-- start of Passage given --
Writing · SRE for the Grid · Part 06

The $10 million SAIDI improvement.

A 30-minute SAIDI improvement avoids $10 million per year in outage costs. A typical SRE program costs $2 million. The math is not complicated. The hard part is doing the work.

Adam BrownAuthor
10 minReading time
Apr 8, 2026Published
Part 6 of 7SRE for the Grid

A 30-minute SAIDI improvement for a 1,000 MW utility, using a conservative $20,000/MWh value-of-lost-load, avoids $10 million per year in outage costs. A typical SRE program costs $2 million per year to run. That's a 400% return on investment before counting reduced truck rolls, automated alert triage, or deferred capital spending. The math isn't complicated. The hard part is believing it, then doing the work.

Every conversation about grid reliability eventually lands on cost. Executives want to know what they're buying. Regulators want to know what ratepayers are getting. Engineers want to know they'll actually get the tools and headcount to execute. This piece lays out the full economic case for applying site reliability engineering to utility operations, with real numbers, verifiable formulas, and direct comparisons to traditional investment patterns.

§ 01The math

The core formula for quantifying reliability improvement value uses the Value of Lost Load (VOLL), a well-established metric in utility economics. VOLL represents the average economic cost per megawatt-hour of unserved energy during an outage.

annual_avoided_cost = ΔSAIDI (hours) × peak_load (MW) × VOLL ($/MWh) EQ. 01

A note on precision: the formula uses peak load as a simplification. Outages don't always occur at peak. More precise models apply a load factor of 0.5 to 0.7 to reflect average demand during outage hours, which would reduce the avoided-cost estimate proportionally. The reference case below uses peak load to illustrate the upper bound. Utilities building an internal business case should use their own coincident-peak and average-demand data.

Walk through the reference case.

Parameter Value Notes
Peak load1,000 MWMid-size utility service territory
SAIDI improvement30 minutes (0.5 hours)Upper range; 15-30 min typical in first 12-18 months
VOLL$20,000/MWhConservative for mixed residential/commercial/industrial
Annual avoided cost$10,000,0000.5 × 1,000 × $20,000
SRE investment$2,000,000/yearStaff, tooling, training, consulting
Net annual benefit$8,000,000400% ROI
Fig. 01 · Reference case. 1,000 MW utility, 30-min SAIDI gain, conservative VOLL.
On VOLL $20,000/MWh is conservative. The Lawrence Berkeley National Laboratory Interruption Cost Estimate (ICE) Calculator puts residential VOLL at $2,000-$5,000/MWh, commercial at $10,000-$50,000/MWh, and industrial at $25,000-$100,000/MWh depending on sector, duration, and time of day. ERCOT's 2024 value-of-lost-load analysis by The Brattle Group arrived at a system-wide weighted average of $35,685/MWh. A mixed service territory averaging $20,000/MWh is a defensible starting point for planning. Some PUC filings have used numbers two to five times higher.

Because both VOLL and achievable SAIDI improvement vary by utility, the matrix below shows how the economics shift across scenarios. All figures assume a 1,000 MW peak load utility.
-- end of Passage given --
_What you are asked to do_
Print the SAIDI article word for word from "Because both VOLL" to "peak load utility.". The data after this point is not needed.
-- start of Record list --
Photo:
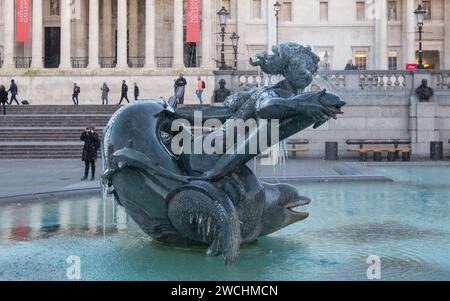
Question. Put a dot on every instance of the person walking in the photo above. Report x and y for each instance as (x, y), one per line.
(76, 92)
(105, 93)
(201, 86)
(180, 83)
(3, 98)
(124, 94)
(90, 149)
(14, 91)
(136, 92)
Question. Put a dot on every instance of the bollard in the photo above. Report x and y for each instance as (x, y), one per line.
(436, 150)
(331, 151)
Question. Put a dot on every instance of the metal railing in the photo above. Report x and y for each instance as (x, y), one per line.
(164, 61)
(79, 62)
(108, 62)
(22, 62)
(136, 62)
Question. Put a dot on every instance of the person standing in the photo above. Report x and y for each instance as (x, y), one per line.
(180, 83)
(14, 91)
(136, 92)
(201, 86)
(76, 92)
(124, 94)
(3, 98)
(105, 93)
(90, 149)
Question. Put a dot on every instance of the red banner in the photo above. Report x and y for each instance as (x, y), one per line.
(193, 21)
(22, 21)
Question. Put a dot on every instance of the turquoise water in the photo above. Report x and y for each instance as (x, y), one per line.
(406, 223)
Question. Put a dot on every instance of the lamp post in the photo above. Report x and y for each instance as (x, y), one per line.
(234, 42)
(420, 14)
(277, 9)
(223, 17)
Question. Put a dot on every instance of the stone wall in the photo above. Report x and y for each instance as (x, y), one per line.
(380, 105)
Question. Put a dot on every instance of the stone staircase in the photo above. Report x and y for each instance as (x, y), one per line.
(35, 132)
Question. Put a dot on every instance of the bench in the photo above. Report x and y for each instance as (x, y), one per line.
(294, 146)
(393, 153)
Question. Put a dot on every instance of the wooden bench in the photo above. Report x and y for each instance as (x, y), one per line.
(393, 153)
(294, 146)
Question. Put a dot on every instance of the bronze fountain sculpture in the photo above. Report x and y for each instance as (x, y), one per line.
(183, 198)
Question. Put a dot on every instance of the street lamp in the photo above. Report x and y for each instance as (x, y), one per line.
(277, 9)
(223, 17)
(420, 14)
(234, 42)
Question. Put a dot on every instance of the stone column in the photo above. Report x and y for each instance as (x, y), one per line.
(122, 55)
(447, 35)
(107, 29)
(37, 39)
(150, 35)
(8, 38)
(381, 35)
(93, 34)
(178, 41)
(410, 55)
(207, 35)
(134, 41)
(65, 61)
(271, 25)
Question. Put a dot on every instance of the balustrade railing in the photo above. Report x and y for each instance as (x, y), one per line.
(136, 62)
(164, 61)
(108, 62)
(79, 62)
(22, 62)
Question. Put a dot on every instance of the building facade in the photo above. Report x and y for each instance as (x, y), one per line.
(92, 40)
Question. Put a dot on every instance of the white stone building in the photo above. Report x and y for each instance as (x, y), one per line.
(91, 41)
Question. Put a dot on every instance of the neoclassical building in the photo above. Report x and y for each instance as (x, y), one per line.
(139, 38)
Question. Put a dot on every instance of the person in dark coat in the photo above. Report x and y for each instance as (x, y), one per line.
(76, 92)
(3, 98)
(180, 82)
(136, 92)
(90, 149)
(14, 91)
(124, 94)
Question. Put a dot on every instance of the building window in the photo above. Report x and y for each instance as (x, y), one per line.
(427, 6)
(361, 60)
(324, 11)
(286, 11)
(392, 60)
(360, 11)
(392, 11)
(256, 9)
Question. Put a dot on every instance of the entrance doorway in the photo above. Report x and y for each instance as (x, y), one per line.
(52, 47)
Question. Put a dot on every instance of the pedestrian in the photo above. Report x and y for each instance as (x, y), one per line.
(76, 92)
(105, 92)
(3, 98)
(14, 91)
(136, 92)
(201, 86)
(180, 83)
(350, 65)
(124, 94)
(90, 149)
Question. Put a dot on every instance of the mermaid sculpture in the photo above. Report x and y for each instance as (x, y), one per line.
(185, 198)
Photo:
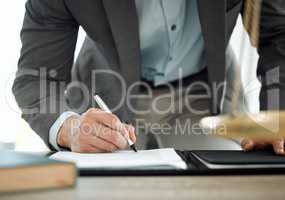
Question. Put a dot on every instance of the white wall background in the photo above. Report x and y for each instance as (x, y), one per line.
(14, 129)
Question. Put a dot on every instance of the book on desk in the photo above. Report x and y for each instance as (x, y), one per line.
(173, 162)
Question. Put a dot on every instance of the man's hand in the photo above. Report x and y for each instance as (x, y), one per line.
(95, 131)
(254, 144)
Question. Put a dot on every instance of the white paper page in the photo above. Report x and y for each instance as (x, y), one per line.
(159, 158)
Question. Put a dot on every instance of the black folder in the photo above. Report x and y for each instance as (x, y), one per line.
(210, 163)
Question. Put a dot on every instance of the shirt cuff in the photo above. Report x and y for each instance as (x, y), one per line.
(54, 130)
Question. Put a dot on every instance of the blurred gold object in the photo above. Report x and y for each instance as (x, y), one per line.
(264, 125)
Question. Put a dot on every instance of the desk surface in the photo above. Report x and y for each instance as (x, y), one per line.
(190, 187)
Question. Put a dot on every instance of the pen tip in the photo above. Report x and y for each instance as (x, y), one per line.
(133, 147)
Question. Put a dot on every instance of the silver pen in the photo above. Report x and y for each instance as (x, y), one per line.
(105, 108)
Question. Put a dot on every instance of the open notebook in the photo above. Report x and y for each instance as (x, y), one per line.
(149, 159)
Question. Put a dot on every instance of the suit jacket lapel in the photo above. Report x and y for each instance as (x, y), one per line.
(213, 21)
(123, 20)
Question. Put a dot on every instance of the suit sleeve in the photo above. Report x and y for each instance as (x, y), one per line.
(271, 65)
(48, 36)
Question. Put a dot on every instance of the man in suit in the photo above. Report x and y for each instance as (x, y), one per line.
(161, 45)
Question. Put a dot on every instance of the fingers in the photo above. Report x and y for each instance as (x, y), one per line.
(247, 144)
(131, 131)
(107, 119)
(278, 146)
(101, 144)
(109, 135)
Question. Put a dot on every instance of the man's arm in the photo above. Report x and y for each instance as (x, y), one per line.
(271, 67)
(48, 36)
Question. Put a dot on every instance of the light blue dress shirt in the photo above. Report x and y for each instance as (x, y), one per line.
(170, 38)
(171, 43)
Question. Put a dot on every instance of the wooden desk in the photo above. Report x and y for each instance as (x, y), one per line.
(190, 187)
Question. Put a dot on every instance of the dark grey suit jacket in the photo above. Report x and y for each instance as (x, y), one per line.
(49, 38)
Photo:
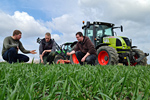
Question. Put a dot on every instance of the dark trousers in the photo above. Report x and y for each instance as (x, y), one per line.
(89, 59)
(12, 56)
(48, 58)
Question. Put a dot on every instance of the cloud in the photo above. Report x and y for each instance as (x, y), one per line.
(66, 18)
(22, 21)
(67, 25)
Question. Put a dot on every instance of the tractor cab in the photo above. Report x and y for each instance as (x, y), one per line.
(96, 31)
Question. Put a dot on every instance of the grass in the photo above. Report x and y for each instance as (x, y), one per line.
(73, 82)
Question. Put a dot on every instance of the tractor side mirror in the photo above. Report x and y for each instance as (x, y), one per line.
(87, 24)
(121, 28)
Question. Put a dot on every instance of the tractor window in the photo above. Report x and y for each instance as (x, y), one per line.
(89, 33)
(108, 32)
(104, 30)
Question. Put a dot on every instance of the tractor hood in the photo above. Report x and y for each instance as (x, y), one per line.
(117, 41)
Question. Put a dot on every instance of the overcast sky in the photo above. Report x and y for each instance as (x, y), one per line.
(63, 18)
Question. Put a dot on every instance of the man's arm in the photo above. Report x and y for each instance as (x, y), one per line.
(22, 48)
(70, 53)
(54, 46)
(7, 45)
(83, 59)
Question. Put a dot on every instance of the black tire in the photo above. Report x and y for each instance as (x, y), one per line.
(58, 57)
(73, 58)
(138, 54)
(107, 56)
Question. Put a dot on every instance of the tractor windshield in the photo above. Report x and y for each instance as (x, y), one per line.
(103, 30)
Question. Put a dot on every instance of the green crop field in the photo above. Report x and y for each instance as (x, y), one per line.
(73, 82)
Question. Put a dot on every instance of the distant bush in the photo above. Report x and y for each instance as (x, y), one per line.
(73, 82)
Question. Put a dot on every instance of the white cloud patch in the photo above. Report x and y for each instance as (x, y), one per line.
(23, 22)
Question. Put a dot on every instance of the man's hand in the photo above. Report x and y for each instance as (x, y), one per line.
(43, 53)
(33, 52)
(68, 54)
(17, 48)
(42, 62)
(83, 59)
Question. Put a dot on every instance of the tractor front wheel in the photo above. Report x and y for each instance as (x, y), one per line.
(58, 58)
(138, 53)
(107, 56)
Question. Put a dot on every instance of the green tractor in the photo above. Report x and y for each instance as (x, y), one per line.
(111, 49)
(61, 52)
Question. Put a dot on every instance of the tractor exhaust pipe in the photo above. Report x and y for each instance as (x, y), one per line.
(142, 57)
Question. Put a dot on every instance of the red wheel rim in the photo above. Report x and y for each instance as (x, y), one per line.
(133, 64)
(60, 61)
(103, 58)
(74, 58)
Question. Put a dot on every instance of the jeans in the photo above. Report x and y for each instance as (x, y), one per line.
(89, 59)
(12, 56)
(48, 58)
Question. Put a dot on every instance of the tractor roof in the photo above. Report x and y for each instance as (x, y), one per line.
(99, 23)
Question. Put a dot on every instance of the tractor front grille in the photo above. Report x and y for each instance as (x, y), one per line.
(127, 41)
(123, 49)
(118, 42)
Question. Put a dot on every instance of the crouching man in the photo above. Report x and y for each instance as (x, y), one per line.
(47, 49)
(11, 45)
(84, 50)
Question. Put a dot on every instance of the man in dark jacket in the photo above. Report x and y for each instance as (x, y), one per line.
(47, 49)
(84, 50)
(11, 46)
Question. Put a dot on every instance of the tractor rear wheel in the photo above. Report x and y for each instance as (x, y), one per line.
(57, 58)
(73, 58)
(107, 56)
(138, 54)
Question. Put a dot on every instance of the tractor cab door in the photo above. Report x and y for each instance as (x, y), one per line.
(89, 33)
(101, 32)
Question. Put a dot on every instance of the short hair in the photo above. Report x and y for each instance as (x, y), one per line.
(79, 33)
(16, 32)
(48, 34)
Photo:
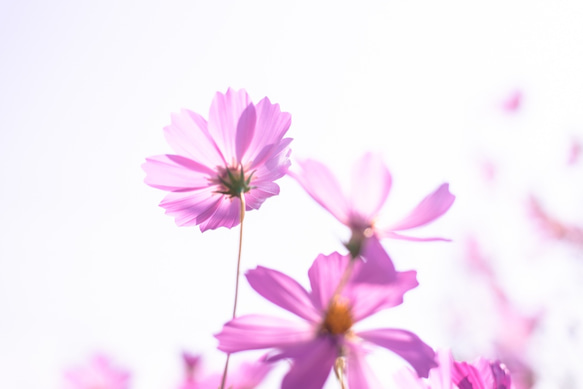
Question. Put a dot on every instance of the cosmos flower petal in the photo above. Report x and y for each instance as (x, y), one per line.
(173, 172)
(379, 268)
(261, 192)
(371, 183)
(245, 131)
(227, 214)
(466, 376)
(322, 186)
(429, 209)
(325, 274)
(283, 291)
(311, 366)
(273, 124)
(359, 373)
(224, 114)
(367, 299)
(188, 135)
(215, 166)
(405, 344)
(192, 207)
(252, 332)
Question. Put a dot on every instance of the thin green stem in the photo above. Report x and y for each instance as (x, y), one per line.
(242, 216)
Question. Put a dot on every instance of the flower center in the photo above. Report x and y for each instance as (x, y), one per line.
(338, 318)
(232, 181)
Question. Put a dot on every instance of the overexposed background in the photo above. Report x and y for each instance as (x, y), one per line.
(89, 262)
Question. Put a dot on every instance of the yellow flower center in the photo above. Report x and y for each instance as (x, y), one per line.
(338, 318)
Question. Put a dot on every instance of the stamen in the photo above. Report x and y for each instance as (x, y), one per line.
(338, 319)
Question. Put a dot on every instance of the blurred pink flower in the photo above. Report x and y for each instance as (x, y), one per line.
(482, 374)
(247, 376)
(326, 336)
(369, 189)
(239, 152)
(98, 373)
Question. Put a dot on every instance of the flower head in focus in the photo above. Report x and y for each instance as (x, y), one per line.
(326, 339)
(482, 374)
(98, 373)
(358, 209)
(238, 153)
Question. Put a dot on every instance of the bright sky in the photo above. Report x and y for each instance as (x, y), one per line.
(88, 261)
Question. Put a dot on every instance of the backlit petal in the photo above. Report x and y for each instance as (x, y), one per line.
(405, 344)
(284, 291)
(252, 332)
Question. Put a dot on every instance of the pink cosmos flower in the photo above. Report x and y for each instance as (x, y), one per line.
(240, 151)
(482, 374)
(247, 376)
(369, 189)
(326, 337)
(98, 373)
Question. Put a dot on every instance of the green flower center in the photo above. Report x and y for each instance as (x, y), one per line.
(338, 319)
(232, 181)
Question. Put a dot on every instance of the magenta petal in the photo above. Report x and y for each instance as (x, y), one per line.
(359, 373)
(224, 114)
(173, 172)
(379, 268)
(325, 274)
(252, 332)
(227, 214)
(368, 299)
(284, 291)
(466, 376)
(405, 344)
(320, 183)
(191, 208)
(245, 131)
(272, 124)
(312, 363)
(371, 183)
(188, 135)
(429, 209)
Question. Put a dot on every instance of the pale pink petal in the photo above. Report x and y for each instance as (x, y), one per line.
(252, 332)
(429, 209)
(320, 183)
(173, 172)
(227, 214)
(325, 274)
(191, 208)
(370, 186)
(274, 157)
(225, 111)
(312, 363)
(272, 124)
(359, 373)
(255, 197)
(405, 344)
(368, 299)
(188, 135)
(466, 376)
(440, 377)
(245, 131)
(283, 291)
(378, 267)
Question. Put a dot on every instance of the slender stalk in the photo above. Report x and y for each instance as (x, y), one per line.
(242, 216)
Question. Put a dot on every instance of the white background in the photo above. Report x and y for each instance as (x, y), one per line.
(88, 262)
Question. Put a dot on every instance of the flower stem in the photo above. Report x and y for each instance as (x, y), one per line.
(242, 216)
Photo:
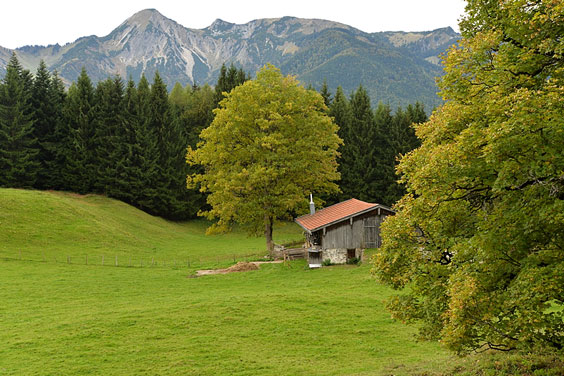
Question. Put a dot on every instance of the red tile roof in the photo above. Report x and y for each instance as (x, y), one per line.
(335, 213)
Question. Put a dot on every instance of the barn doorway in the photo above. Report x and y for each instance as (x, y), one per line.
(370, 232)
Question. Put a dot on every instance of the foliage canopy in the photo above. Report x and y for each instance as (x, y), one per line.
(479, 237)
(270, 145)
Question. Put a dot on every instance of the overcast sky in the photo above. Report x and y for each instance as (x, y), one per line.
(46, 22)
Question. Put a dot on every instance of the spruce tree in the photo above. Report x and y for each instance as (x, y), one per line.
(325, 93)
(227, 80)
(80, 170)
(109, 135)
(18, 147)
(144, 169)
(46, 107)
(58, 145)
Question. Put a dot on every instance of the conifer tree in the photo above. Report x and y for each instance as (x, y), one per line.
(144, 167)
(18, 147)
(109, 135)
(56, 145)
(325, 93)
(47, 99)
(80, 159)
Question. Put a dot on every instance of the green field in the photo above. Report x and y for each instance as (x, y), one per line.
(72, 318)
(53, 226)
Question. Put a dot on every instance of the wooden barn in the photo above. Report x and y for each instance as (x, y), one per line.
(342, 231)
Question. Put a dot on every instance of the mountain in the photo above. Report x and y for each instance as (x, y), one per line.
(395, 67)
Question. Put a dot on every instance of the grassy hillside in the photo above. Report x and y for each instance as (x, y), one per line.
(59, 318)
(40, 225)
(75, 319)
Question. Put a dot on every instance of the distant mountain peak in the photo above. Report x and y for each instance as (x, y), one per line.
(312, 49)
(146, 17)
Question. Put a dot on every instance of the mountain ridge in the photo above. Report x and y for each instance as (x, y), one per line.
(395, 67)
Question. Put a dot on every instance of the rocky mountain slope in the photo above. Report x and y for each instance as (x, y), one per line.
(395, 67)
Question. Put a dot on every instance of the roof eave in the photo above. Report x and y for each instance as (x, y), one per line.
(378, 206)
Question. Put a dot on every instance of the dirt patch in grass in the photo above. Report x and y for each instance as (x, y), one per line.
(239, 267)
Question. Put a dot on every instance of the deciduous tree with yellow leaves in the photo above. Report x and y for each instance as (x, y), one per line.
(270, 145)
(479, 237)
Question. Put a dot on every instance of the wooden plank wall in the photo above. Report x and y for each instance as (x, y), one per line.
(345, 235)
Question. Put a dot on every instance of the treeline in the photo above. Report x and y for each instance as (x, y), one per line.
(118, 139)
(373, 141)
(128, 141)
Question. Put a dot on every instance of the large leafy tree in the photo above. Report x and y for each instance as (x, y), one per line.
(269, 146)
(479, 237)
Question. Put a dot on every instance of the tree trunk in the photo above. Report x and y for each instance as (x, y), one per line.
(268, 234)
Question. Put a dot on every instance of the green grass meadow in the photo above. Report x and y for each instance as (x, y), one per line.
(59, 318)
(54, 226)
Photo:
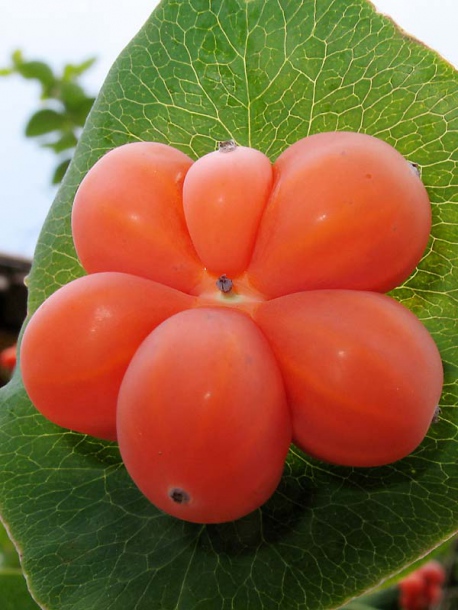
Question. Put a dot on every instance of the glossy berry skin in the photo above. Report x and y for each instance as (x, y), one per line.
(8, 358)
(128, 216)
(346, 211)
(203, 422)
(224, 196)
(233, 306)
(352, 362)
(78, 344)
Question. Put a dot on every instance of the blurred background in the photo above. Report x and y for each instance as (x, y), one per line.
(54, 57)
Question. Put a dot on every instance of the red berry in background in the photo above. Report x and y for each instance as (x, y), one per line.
(432, 572)
(422, 589)
(8, 358)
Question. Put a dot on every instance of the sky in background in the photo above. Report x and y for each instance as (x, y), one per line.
(69, 32)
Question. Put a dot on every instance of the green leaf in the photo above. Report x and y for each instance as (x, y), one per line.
(14, 594)
(45, 121)
(264, 74)
(71, 94)
(37, 70)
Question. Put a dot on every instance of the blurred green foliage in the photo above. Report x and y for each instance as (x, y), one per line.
(64, 106)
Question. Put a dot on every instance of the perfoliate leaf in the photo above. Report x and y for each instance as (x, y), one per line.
(45, 121)
(264, 74)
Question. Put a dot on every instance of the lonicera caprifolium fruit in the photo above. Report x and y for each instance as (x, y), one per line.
(233, 306)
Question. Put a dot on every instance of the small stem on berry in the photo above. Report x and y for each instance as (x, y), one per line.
(227, 146)
(416, 168)
(224, 283)
(436, 416)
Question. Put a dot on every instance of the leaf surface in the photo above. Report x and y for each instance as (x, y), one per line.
(264, 74)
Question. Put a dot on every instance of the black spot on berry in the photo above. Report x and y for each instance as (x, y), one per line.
(180, 496)
(224, 283)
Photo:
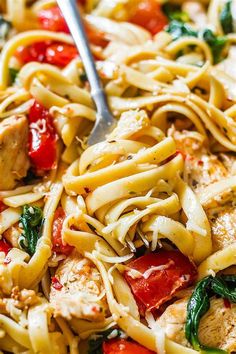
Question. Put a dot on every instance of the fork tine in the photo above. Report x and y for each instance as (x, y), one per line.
(130, 244)
(143, 238)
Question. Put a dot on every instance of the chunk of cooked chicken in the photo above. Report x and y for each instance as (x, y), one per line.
(217, 327)
(82, 293)
(14, 161)
(201, 167)
(223, 221)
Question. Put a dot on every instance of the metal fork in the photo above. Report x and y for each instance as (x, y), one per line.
(105, 122)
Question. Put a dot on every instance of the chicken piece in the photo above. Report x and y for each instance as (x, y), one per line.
(223, 221)
(217, 327)
(81, 290)
(14, 161)
(229, 161)
(201, 167)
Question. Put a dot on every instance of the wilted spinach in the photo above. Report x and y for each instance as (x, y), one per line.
(199, 304)
(31, 220)
(226, 18)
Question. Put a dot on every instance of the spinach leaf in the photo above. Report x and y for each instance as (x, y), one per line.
(216, 43)
(221, 288)
(226, 18)
(199, 303)
(179, 29)
(95, 344)
(31, 220)
(13, 74)
(5, 27)
(173, 12)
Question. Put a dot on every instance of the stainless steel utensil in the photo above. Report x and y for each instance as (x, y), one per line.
(105, 122)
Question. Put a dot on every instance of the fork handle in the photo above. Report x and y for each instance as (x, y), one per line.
(76, 27)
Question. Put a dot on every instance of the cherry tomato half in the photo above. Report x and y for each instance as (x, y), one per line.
(148, 14)
(122, 346)
(171, 272)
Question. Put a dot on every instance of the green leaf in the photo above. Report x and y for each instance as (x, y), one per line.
(5, 27)
(95, 345)
(199, 303)
(216, 43)
(31, 220)
(226, 18)
(13, 74)
(225, 287)
(178, 29)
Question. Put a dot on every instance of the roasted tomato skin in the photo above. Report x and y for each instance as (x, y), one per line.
(122, 346)
(150, 293)
(42, 139)
(148, 14)
(54, 53)
(5, 246)
(60, 54)
(57, 244)
(2, 206)
(51, 19)
(33, 52)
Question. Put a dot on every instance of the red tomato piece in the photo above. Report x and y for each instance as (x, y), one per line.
(42, 138)
(122, 346)
(60, 54)
(33, 52)
(5, 246)
(56, 284)
(51, 19)
(148, 14)
(158, 286)
(57, 244)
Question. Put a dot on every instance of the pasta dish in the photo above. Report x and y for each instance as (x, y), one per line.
(129, 245)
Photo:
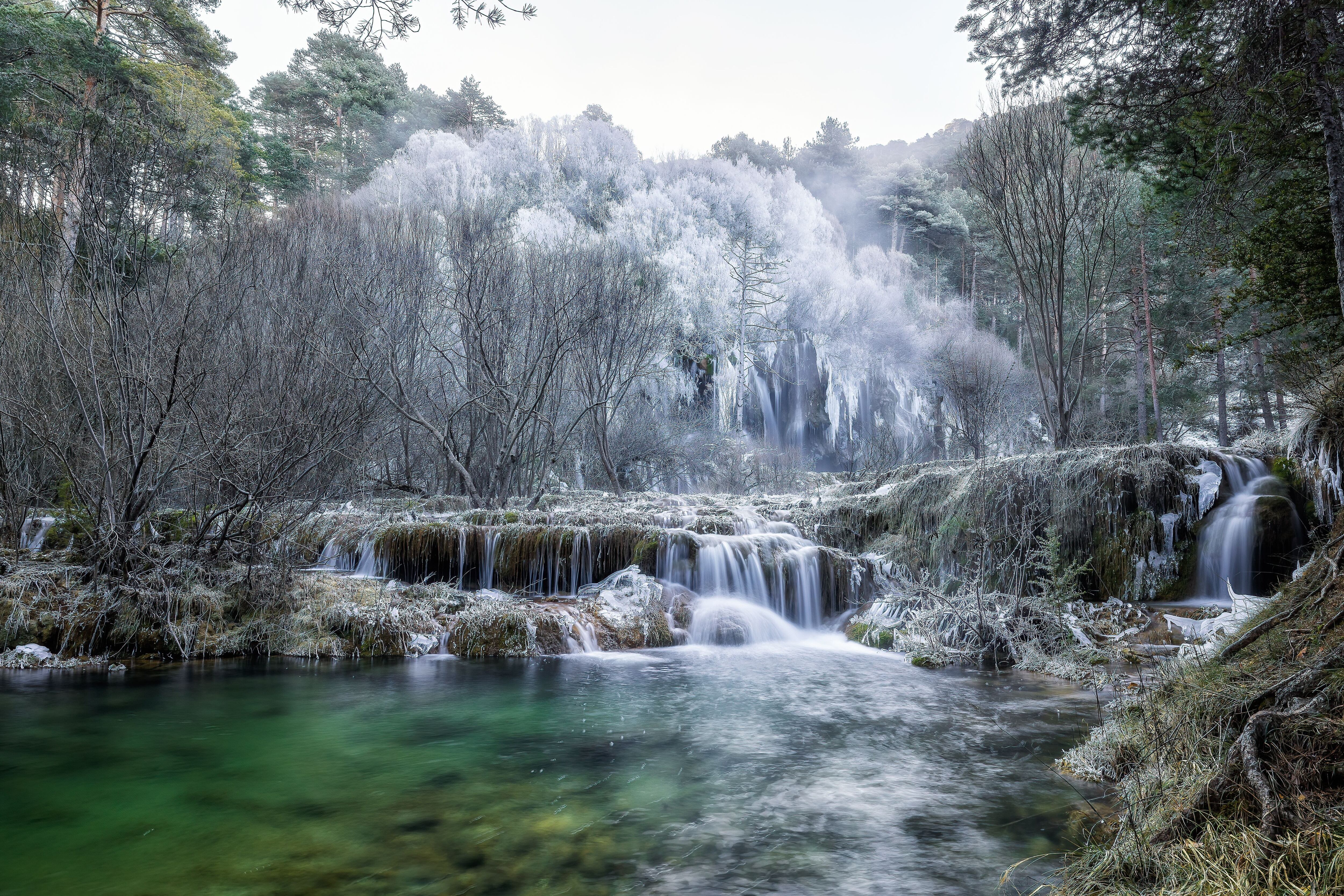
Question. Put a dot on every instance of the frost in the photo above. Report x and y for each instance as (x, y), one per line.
(1209, 483)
-- end of Record list --
_Written response_
Because both VOLL and achievable SAIDI improvement vary by utility, the matrix below shows how the economics shift across scenarios. All figures assume a 1,000 MW peak load utility.